DOCUMENT EXTRACT
________________________
Peyto Exploration & Development Corp. Announces Amendments to Standard By-Laws Including Adoption of Advance Notice Provision...
April 02 2019 - 6:00PM
Peyto Exploration & Development Corp. (TSX: PEY)
("
Peyto" or the "
Company") is
pleased to announce that the board of directors (the
"
Board") of Peyto has approved amendments to the
Company's standard by-laws (the "
Amended
By-laws"). The amendments include certain
housekeeping amendments to update the by-laws to current standards
being: (i) the increase of quorum requirements for shareholder
meetings to a quorum for shareholder meetings to be 2 persons
present, either in person or by proxy, representing 25% of more of
the outstanding common shares; (ii) the removal of a second or
casting vote for the Chairman of the Board or any other director of
the Company present at the meeting in the event of an equality of
votes at any meeting of shareholders; and (iii) the addition of
advance notice provisions (the "
Advance Notice
Provisions").
________________________
SUPPLIED DATA
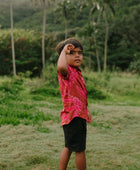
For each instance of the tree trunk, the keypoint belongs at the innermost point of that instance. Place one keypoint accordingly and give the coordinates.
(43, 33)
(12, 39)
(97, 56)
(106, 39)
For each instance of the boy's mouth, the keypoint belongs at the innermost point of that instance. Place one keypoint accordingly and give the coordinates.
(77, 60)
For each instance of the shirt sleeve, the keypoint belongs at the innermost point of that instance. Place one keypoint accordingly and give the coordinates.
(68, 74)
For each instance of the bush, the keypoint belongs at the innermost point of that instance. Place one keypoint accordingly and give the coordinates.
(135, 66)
________________________
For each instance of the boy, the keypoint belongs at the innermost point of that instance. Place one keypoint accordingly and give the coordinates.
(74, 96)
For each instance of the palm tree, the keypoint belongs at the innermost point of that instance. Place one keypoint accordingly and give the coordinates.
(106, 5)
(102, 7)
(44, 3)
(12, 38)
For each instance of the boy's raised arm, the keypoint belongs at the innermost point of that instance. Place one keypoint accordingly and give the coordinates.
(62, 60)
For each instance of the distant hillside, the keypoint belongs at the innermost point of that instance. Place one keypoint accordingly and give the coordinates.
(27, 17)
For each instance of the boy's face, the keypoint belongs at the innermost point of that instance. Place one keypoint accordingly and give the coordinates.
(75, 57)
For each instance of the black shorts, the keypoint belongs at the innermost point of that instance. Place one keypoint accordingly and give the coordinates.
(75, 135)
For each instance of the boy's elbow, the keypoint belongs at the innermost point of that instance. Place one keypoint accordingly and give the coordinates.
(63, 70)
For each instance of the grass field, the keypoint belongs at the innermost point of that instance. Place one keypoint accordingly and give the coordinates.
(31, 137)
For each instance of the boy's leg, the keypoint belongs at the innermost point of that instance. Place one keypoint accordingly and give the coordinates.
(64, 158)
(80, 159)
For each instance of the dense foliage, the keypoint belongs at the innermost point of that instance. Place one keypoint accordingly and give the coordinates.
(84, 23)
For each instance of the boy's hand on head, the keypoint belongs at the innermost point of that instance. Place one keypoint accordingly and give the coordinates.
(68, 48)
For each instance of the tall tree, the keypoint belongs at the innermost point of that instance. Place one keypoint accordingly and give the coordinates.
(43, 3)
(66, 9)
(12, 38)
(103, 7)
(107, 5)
________________________
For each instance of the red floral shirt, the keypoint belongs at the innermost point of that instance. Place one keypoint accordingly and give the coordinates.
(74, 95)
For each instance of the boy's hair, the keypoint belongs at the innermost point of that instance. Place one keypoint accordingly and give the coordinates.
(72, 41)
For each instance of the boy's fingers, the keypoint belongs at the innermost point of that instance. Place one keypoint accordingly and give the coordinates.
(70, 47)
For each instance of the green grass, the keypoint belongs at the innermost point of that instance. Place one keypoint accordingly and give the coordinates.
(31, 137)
________________________
GIVEN TASK
In the Peyto by-law announcement, what happens to the second or casting vote at shareholder meetings under the amended by-laws?

THE REPLY
It is removed for the Chairman of the Board and for any other director present, so none of them has a casting vote when votes are tied at a shareholder meeting.